**Input records**.
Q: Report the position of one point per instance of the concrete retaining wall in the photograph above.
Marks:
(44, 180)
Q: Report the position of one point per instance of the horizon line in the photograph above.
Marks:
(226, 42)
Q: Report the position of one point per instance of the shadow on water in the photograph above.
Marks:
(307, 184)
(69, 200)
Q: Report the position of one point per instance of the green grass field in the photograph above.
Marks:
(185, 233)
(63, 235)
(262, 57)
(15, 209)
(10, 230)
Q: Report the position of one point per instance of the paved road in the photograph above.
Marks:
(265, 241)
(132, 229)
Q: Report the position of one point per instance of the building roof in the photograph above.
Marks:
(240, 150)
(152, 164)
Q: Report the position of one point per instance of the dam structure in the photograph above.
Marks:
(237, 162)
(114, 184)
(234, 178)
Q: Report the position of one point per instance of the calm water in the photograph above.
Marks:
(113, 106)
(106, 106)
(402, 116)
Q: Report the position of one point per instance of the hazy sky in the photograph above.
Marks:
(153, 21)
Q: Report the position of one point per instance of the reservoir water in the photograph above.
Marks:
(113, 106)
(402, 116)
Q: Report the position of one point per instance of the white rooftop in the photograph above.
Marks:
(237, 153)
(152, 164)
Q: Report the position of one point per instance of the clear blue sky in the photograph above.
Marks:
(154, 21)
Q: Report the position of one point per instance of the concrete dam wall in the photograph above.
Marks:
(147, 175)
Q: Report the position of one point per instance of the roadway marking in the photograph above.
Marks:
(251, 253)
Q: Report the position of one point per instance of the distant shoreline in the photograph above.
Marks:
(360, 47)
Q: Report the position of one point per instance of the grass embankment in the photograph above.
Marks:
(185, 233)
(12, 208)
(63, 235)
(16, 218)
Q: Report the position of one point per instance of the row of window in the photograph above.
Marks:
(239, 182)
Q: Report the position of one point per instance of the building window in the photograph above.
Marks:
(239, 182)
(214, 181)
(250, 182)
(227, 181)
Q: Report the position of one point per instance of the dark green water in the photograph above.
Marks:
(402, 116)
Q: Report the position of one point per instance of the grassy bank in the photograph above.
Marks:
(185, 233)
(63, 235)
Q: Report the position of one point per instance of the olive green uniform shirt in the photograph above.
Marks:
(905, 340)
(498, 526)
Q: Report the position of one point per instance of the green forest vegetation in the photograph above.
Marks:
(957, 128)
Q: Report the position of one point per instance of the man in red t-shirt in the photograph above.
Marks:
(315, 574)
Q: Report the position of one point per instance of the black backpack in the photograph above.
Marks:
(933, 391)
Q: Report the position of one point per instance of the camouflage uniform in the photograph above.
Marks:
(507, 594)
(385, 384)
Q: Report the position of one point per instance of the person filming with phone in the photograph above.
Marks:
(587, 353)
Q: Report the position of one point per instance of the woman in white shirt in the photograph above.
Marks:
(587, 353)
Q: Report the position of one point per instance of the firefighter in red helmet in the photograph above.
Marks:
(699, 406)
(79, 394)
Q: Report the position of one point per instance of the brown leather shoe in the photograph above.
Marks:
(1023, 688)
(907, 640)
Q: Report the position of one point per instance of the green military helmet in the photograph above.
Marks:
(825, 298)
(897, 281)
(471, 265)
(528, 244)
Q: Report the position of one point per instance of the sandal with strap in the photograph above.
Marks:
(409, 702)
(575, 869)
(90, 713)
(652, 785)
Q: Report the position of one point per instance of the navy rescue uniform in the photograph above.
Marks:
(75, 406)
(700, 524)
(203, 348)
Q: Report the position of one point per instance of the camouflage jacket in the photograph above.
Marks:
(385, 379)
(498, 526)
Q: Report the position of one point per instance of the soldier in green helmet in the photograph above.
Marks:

**Work task**. Once you have read the material, set it down again word for word.

**Answer**.
Q: Report the position of one point per instance of the concrete retaining wall in the photograph above.
Marks:
(44, 180)
Q: Report the position of one point per instance of the horizon line in the photograph above.
Marks:
(226, 42)
Q: Report the position of one point per instance of the shadow on water in the photograph above.
Marks:
(307, 184)
(69, 200)
Q: Report the position of one point per instance of the green grass field in the photograph above.
Marks:
(185, 233)
(63, 235)
(262, 57)
(15, 209)
(10, 230)
Q: Report the position of one point per instance of the paved road in the photograph above.
Marks:
(265, 241)
(132, 229)
Q: Report the position of one point per instance of the building roof in the photograph above.
Marks:
(240, 150)
(152, 164)
Q: Report the position of one point per instance of the dam structure in the photograph above.
Marks:
(237, 162)
(114, 184)
(234, 178)
Q: Report the position of one point per instance of the calm water in the photograph above.
Marks:
(113, 106)
(106, 106)
(402, 116)
Q: Report the position of one point per instance of the hazy sky in the photograph above.
Marks:
(153, 21)
Q: Report the position of one point per instance of the reservoir water in the photograph above.
Marks:
(113, 106)
(402, 116)
Q: Report the position of one point per instance of the white rooftop in the photograph above.
Marks:
(237, 153)
(152, 164)
Q: Report the position of one point per instance of the clear blue sky in the photograph above.
Marks:
(154, 21)
Q: Report the position of one point per instance of the concrete dam wall in the photograph above.
Marks:
(147, 175)
Q: Report the position of one point per instance of the roadway marking in the photograph above.
Marks:
(251, 253)
Q: Report the position of one point per instance of the distant shoreline in the photograph above.
Marks:
(360, 47)
Q: Report the position of one point per instance of the grass embankment in the photograph above.
Marks:
(185, 233)
(12, 208)
(63, 235)
(16, 218)
Q: Report the position of one point per instance of the row of window in the photograph above.
Marks:
(239, 182)
Q: Report the position of one point per instance of the building window in the photograph above.
Marks:
(239, 182)
(214, 181)
(250, 182)
(227, 181)
Q: Report the position of one point per instance of the dark green water in the photograph above.
Marks:
(402, 116)
Q: Report the position of one point per instance of the grassy bank in the photograph above.
Marks:
(185, 233)
(63, 235)
Q: Report the position of one point per instance of the olive green uniform shirt in the photograph above.
Marks:
(905, 340)
(498, 526)
Q: Report the position of one point per instance of the green forest vegetation in the photograph above.
Marks:
(957, 128)
Q: Report the position of one point per instance of the man in red t-shirt in the photograph above.
Marks:
(315, 574)
Q: Report the position of one point per instance of the black backpack in the photograph above.
Marks:
(933, 391)
Q: Report the position of one point per instance of the camouflage uniform in the photograph above.
Marks:
(507, 594)
(385, 384)
Q: Report the position of one point per instance of the person filming with phone in the photograph above.
Marks:
(587, 353)
Q: Report the position of one point per instance of the woman in white shirt in the photograph above.
Marks:
(587, 353)
Q: Report the position of one point per instance of the firefighter in red helmet in the photograph above.
Marks:
(699, 406)
(79, 394)
Q: Report the position of one point per instance of the brown leather shoe in the photograph above.
Marks:
(1023, 688)
(907, 640)
Q: Report the position of one point per instance of the green military helmet in the photograph above.
Marks:
(825, 298)
(897, 281)
(471, 265)
(528, 244)
Q: Report the position of one point per instance of the sandal with strap in the photograph above.
Marks:
(409, 702)
(575, 869)
(90, 713)
(652, 785)
Q: Report the position of one point per instance of the navy rescue uniform in the photograph above.
Marks:
(75, 406)
(700, 524)
(203, 348)
Q: Report the position of one point per instance of the camouflage jacket in the photograph above.
Marks:
(385, 379)
(498, 526)
Q: Report the position of one point per instance of the soldier in green helmet in the photograph above.
Marks:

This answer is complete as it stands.